> [MATERIAL SUPPLIED]:
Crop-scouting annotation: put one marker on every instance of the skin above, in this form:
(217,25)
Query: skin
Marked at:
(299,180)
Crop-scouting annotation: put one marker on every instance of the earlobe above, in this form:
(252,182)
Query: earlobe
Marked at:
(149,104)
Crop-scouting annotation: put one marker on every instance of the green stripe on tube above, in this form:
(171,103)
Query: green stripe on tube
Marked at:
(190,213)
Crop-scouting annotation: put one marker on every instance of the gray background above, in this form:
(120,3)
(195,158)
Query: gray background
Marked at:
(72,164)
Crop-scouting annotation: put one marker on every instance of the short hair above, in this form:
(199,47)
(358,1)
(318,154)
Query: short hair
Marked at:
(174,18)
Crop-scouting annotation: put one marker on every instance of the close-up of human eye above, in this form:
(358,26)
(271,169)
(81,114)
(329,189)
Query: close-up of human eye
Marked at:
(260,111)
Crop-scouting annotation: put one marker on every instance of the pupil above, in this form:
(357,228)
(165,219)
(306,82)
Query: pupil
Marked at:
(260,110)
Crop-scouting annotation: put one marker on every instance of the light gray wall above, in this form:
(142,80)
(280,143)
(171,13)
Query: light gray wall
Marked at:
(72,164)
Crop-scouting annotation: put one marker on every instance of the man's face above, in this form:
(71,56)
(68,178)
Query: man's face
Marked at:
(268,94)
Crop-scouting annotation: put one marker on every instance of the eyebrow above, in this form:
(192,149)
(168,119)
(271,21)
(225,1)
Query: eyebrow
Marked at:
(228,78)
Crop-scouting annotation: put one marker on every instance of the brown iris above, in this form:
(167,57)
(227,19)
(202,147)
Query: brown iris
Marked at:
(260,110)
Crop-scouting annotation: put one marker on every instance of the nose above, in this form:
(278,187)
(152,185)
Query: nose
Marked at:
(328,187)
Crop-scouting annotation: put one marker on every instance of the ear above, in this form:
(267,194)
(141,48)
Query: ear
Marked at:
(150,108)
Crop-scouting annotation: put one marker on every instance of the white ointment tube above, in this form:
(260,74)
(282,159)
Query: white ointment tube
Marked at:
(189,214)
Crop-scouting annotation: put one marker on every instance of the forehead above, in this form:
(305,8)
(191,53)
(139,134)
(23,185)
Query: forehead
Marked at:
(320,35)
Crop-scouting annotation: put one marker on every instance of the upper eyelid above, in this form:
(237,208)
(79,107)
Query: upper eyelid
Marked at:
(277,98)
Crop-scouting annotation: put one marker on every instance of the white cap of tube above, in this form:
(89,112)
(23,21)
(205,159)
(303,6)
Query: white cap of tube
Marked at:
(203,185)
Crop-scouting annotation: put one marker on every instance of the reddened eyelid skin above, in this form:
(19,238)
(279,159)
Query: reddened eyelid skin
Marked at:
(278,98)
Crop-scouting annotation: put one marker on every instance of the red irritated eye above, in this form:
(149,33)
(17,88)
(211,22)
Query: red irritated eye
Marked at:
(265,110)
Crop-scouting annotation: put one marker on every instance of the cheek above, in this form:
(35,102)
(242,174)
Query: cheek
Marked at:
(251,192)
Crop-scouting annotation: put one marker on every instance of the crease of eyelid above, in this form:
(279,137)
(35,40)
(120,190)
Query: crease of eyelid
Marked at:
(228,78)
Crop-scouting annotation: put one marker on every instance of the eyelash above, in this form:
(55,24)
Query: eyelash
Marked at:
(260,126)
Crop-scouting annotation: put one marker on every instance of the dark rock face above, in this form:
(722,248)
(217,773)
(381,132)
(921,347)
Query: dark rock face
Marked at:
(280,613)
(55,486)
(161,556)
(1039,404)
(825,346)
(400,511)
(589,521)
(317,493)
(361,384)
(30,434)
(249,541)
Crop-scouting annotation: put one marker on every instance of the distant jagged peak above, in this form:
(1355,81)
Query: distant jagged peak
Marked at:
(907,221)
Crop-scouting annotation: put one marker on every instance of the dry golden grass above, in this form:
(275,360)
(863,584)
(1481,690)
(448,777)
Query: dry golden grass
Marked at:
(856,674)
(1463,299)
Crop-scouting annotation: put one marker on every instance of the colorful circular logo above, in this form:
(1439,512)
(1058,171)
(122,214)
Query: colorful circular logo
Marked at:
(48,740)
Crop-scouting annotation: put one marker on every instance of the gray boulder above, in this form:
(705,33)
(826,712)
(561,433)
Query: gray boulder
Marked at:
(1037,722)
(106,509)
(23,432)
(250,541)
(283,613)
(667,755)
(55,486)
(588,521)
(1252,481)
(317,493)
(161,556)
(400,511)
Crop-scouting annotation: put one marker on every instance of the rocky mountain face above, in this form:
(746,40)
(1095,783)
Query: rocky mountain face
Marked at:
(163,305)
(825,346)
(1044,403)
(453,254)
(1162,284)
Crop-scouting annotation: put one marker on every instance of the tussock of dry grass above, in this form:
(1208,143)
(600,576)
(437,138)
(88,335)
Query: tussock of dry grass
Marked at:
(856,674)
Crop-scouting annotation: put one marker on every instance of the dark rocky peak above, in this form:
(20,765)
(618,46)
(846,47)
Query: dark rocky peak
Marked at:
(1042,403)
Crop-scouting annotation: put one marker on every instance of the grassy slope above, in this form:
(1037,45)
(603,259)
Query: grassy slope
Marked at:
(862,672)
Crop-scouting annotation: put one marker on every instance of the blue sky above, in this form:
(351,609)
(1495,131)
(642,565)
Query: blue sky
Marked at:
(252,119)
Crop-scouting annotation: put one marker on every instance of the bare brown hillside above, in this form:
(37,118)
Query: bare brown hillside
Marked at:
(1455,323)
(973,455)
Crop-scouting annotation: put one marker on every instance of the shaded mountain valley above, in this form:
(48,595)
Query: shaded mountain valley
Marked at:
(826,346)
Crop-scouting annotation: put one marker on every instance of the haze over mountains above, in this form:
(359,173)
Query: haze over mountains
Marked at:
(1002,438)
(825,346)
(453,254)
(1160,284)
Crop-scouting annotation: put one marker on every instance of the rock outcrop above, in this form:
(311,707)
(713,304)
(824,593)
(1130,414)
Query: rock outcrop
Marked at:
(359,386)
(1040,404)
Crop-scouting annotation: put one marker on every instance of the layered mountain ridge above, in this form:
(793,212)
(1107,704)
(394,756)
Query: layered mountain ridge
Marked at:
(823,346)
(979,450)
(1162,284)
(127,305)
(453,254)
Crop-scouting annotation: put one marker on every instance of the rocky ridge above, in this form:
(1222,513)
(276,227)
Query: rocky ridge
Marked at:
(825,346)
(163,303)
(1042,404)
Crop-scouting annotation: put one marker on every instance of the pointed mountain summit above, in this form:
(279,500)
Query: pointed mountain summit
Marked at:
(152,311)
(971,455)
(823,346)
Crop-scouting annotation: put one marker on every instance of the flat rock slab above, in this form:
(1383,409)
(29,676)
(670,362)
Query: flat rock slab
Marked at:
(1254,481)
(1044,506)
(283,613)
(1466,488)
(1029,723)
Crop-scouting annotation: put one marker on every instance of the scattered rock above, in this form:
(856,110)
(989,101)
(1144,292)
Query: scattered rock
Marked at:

> [TASK]: Can you rewrite the whole listing above with every "Crop-scouting annotation" changed to "Field annotation" and nothing else altered?

> [THE ANSWER]:
Field annotation: put one marker on every instance of the skin above, in this form:
(217,25)
Query: skin
Marked at:
(299,180)
Field annotation: put one marker on every instance of the earlobe above, in this form:
(252,182)
Query: earlobe
Marked at:
(149,104)
Field annotation: put one marker on every instance of the green stripe on tube above, in this form:
(171,103)
Query: green stripe on tube
Marked at:
(190,213)
Field annotation: put one marker on every instance of the gray background above, in this form:
(120,3)
(195,158)
Query: gray background
Marked at:
(72,164)
Field annotation: put one marker on every instance of the short hair above, in this form:
(199,47)
(358,1)
(318,154)
Query: short hair
Marked at:
(174,18)
Field annotation: put one marker on every instance of the close-up of human eye above, in this form:
(358,26)
(271,169)
(81,114)
(329,189)
Query: close-up of human eye
Marked at:
(260,111)
Field annotation: put one marker on every instance of the pupil above, in this form:
(357,228)
(165,219)
(306,82)
Query: pupil
Marked at:
(260,110)
Field annotation: put one marker on every instance of the light gray wall above, in this form:
(142,80)
(280,143)
(171,13)
Query: light gray wall
Marked at:
(72,164)
Field annotation: put one marker on every instance of the man's face above, in this form:
(71,56)
(68,178)
Query: man's face
Marked at:
(268,94)
Field annotation: put one marker on every instance of the eyebrow above, in this form:
(192,149)
(168,119)
(271,21)
(225,1)
Query: eyebrow
Marked at:
(228,78)
Field annotation: put one marker on every instance of the brown iris above, in this form:
(167,57)
(227,19)
(202,147)
Query: brown iris
Marked at:
(260,110)
Field annotation: put one marker on every instance of the nose above, in this form:
(278,187)
(152,185)
Query: nose
Marked at:
(328,187)
Field annotation: put one marker on every instance of the ear above, in this form:
(267,194)
(141,48)
Query: ear
Marked at:
(150,108)
Field annotation: put one marker on every instance of the white ointment tube above, in this form:
(260,74)
(282,159)
Query: white ointment tube
Marked at:
(189,214)
Field annotation: put one marker on every instance of the forehead above, in this form:
(305,8)
(191,53)
(139,134)
(23,185)
Query: forehead
Marked at:
(320,35)
Field annotation: put one marker on every instance of the upper eyelid above, in this form:
(237,208)
(79,107)
Query: upper eyelid
Marked at:
(277,98)
Field annotation: put one marker on every instance of the white cap of tube above, in this form:
(89,112)
(23,21)
(205,159)
(303,6)
Query: white cap of tube
Marked at:
(203,185)
Field annotation: put one marker on every instance of the reddened eyelid skin above, in this form:
(19,238)
(279,159)
Query: reddened eyelid skin
Marked at:
(278,98)
Field annotation: put one marker on every instance of the red irritated eye above, in this form:
(149,33)
(17,88)
(211,22)
Query: red irritated eye
Marked at:
(265,110)
Field annotation: put one marker on every instance of the cheek above, in this form:
(35,102)
(242,174)
Query: cheek
Marked at:
(251,192)
Field annotation: put one marker on every instance of the crease of eyelid above, in this form:
(279,137)
(35,40)
(120,190)
Query: crease of eyelid
Marked at:
(228,78)
Field annotation: put one marker on every instance of the eyelash above, in this form:
(55,24)
Query: eyelash
Marked at:
(260,126)
Field annotation: put one marker on every instance of the dark rock face above, in this form:
(722,248)
(217,773)
(381,132)
(921,347)
Query: dark rock face
Marked at:
(280,613)
(55,486)
(161,556)
(1039,404)
(825,346)
(400,511)
(589,521)
(317,493)
(361,384)
(30,434)
(249,541)
Field annotation: put one marker on every instance of the distant jagged peak above, in this form:
(1355,81)
Query: distant jagged peak
Marked at:
(907,221)
Field annotation: put one marker on every instance of the dry golden grass above, in this form:
(275,360)
(863,584)
(1481,690)
(448,777)
Query: dry golden grass
Marked at:
(856,674)
(1463,299)
Field annotation: put one marker on every instance of the colorful circular logo above, in this form:
(1439,512)
(1058,171)
(122,214)
Query: colorful circular logo
Marked at:
(48,740)
Field annotation: put one marker on every instance of the gray boulder above, in this form:
(705,33)
(826,712)
(561,433)
Query: gray boulder
Marked at:
(1037,722)
(106,509)
(23,432)
(250,541)
(283,613)
(667,755)
(55,486)
(588,521)
(1252,481)
(317,493)
(161,556)
(400,511)
Field annotation: put one marker on every instance of the rocky mountain face above, in this form:
(746,40)
(1095,783)
Query: rocky mountain face
Marked at:
(163,305)
(825,346)
(1044,403)
(453,254)
(1162,284)
Field annotation: put one marker on every instance of the tussock of dry grass above, in this form:
(1208,143)
(600,576)
(437,138)
(88,335)
Query: tussock of dry grass
Marked at:
(856,674)
Field annotation: put one marker on every instance of the dark rocky peak above, in this form:
(20,765)
(618,46)
(846,47)
Query: dark rocky peak
Marked at:
(1042,403)
Field annotation: put one marker on every instance of the grassy slope above, in this form:
(1037,45)
(603,259)
Query: grassy slope
Marked at:
(862,672)
Field annotation: put one marker on every instance of the blue sky above, in this form:
(351,609)
(1495,131)
(642,565)
Query: blue sky
Marked at:
(252,119)
Field annotation: put one marker on every instance of the bare brown hillside above, in this form:
(37,118)
Query: bare brown hillside
Marked at:
(1455,323)
(973,455)
Field annotation: put one marker on every instance of the shaded mountain valley above, in this form:
(48,595)
Query: shaded mountain valley
Marked at:
(826,346)
Field annotation: put one marker on every instance of the haze over mountains above, in this form:
(359,173)
Query: haze over mountains
Marked at:
(1002,438)
(825,346)
(453,254)
(1160,284)
Field annotation: put one marker on every instance of the rock outcrop above, in this form:
(311,707)
(713,304)
(824,593)
(1130,414)
Query: rock outcrop
Marked at:
(359,386)
(1040,404)
Field annotation: put one marker on every instance of the layered mountain ridge above, in this form:
(793,212)
(1107,704)
(394,756)
Query: layered mountain ridge
Marked at:
(823,346)
(979,450)
(1162,284)
(127,305)
(453,254)
Field annotation: put one marker on every instance of the rocky ridge above, in this form:
(1222,513)
(276,227)
Query: rocky ridge
Marked at:
(825,346)
(163,303)
(1042,404)
Field annotation: put one marker on every instance of the pointed mountain summit above, in this form:
(279,500)
Query: pointed mountain summit
Marked at:
(152,311)
(971,455)
(823,346)
Field annotation: put one marker on every instance of the flat rock slab above, in this form:
(1383,409)
(29,676)
(670,362)
Query: flat rock slab
Marked at:
(1254,481)
(1044,506)
(283,613)
(1466,488)
(1029,723)
Field annotation: put one marker on every instance of the scattered rock above, in this form:
(856,110)
(989,101)
(1144,292)
Query: scattered rock
Marked at:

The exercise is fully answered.